● **Given instruction**: Rewrite the material starting at the line containing "Question: can you spot any climbing" and ending at the line containing "[113, 44, 209, 380]" as a two-column CSV with headers text and answer. Give one row for each text and the answer that follows it, and put each field in quotes with any line breaks turned into spaces.

==== Given data ====

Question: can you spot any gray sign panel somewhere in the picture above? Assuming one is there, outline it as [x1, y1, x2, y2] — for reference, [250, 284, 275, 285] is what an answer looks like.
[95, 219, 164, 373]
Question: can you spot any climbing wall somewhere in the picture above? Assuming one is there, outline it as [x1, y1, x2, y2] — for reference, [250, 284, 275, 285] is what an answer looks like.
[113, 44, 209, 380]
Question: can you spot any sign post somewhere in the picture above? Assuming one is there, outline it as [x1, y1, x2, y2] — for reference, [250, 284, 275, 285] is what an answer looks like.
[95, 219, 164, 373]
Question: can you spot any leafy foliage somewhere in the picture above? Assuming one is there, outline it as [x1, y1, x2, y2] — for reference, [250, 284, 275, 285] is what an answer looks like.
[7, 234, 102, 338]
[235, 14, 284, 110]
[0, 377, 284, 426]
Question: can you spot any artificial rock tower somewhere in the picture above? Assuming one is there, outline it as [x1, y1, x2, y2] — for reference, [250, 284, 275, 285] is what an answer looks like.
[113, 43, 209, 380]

====
==== Given data ====

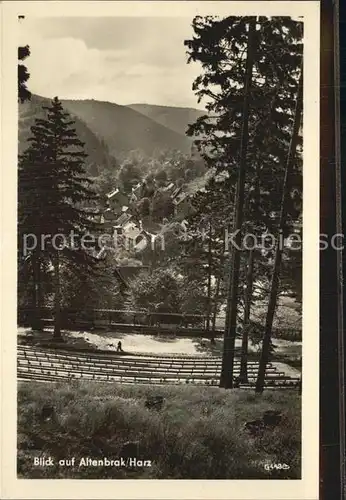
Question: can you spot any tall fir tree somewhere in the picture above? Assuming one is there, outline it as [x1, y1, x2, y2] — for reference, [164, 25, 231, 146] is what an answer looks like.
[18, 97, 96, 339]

====
==== Given data ====

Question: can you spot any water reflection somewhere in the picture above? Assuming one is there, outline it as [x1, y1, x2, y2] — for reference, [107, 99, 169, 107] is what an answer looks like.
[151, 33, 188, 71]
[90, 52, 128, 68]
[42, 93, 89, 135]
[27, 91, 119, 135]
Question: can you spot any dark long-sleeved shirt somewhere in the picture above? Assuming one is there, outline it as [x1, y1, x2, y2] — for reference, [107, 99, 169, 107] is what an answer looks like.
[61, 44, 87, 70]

====

● **Full answer**:
text,answer
"Question: can you spot any climbing wall somewhere in the picture above? Assuming one is there, outline it as [x1, y1, x2, y2] — for reference, [250, 284, 275, 285] is what an answer looks like.","[113, 44, 209, 380]"